To do | Whenever a line in the data holds the string "format", pull that line out.

[Image-backed grounding data]
○ ○ ○

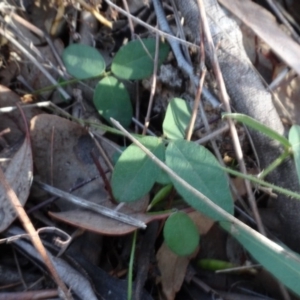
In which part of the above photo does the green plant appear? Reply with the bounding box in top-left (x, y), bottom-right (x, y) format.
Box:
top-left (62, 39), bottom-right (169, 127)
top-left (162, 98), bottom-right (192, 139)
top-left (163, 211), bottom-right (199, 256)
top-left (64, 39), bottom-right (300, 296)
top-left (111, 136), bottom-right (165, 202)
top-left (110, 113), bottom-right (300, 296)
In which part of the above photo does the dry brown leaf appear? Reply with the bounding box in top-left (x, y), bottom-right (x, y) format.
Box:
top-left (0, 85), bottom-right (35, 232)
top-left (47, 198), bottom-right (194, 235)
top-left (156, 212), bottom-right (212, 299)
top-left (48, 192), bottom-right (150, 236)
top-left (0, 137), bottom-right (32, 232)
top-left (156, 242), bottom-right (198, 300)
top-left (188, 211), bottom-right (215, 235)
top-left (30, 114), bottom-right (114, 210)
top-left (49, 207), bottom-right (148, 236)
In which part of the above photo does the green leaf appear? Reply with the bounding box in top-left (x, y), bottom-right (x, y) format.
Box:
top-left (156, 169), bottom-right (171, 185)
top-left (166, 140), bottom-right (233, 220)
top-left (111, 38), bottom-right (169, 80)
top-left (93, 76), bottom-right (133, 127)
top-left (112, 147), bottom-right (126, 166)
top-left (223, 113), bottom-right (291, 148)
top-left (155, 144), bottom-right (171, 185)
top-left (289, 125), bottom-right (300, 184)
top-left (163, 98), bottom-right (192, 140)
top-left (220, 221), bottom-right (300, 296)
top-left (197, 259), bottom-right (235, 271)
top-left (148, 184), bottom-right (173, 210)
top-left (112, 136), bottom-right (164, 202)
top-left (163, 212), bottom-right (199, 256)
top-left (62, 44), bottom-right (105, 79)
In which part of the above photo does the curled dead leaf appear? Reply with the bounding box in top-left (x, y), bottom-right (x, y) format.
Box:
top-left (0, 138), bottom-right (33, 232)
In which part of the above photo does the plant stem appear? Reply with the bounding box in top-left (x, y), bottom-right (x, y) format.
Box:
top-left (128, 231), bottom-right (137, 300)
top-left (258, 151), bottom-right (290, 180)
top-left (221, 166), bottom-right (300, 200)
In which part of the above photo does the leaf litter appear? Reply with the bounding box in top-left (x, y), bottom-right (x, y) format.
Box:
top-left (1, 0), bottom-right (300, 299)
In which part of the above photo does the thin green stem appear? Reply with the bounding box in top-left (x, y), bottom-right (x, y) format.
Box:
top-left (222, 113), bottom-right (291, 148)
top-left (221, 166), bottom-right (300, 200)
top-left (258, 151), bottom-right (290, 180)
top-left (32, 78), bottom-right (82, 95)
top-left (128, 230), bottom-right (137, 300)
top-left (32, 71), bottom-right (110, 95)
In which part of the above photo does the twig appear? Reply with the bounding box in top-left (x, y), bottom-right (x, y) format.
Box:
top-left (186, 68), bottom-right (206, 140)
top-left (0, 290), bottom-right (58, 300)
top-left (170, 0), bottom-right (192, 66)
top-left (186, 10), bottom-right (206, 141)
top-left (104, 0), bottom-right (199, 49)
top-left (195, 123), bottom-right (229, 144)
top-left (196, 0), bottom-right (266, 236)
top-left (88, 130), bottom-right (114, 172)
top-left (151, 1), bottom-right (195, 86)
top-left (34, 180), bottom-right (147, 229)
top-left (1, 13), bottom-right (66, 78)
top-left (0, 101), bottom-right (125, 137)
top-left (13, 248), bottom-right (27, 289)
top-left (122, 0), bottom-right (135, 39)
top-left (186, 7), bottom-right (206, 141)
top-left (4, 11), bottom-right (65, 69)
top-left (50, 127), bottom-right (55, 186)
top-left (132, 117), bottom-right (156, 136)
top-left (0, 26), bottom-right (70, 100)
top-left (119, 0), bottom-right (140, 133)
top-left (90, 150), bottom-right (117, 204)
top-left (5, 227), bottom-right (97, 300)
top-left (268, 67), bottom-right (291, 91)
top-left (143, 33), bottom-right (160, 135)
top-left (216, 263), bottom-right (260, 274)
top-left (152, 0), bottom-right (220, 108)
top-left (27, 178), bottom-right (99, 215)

○ ○ ○

Exercise output |
In which part of the above photo does the green plant appear? Reply with the bounding box in top-left (x, y), bottom-right (x, y) format.
In which part of the above photo does the dry brown leaf appear? Reply with the bounding box in top-left (x, y), bottom-right (x, y) format.
In which part of the above photo does the green leaf appear? Reply with the bounding box in top-left (x, y), bottom-right (x, y) format.
In which part of the above photo does the curled dead leaf appear? Reply with the bounding box in top-left (x, y), bottom-right (x, y) format.
In which part of the above photo does the plant stem appear? Reply with the bounding box in top-left (x, y), bottom-right (x, y) format.
In which part of the above photo does the leaf litter appear? Reply with the bounding box in top-left (x, y), bottom-right (x, y) format.
In which part of the above photo does the thin green stem appear? Reply with the bounding box in top-left (x, y), bottom-right (x, y) format.
In which part of the above photo does the twig appear? Reply with the bounding box in top-left (x, y), bottom-right (x, y) format.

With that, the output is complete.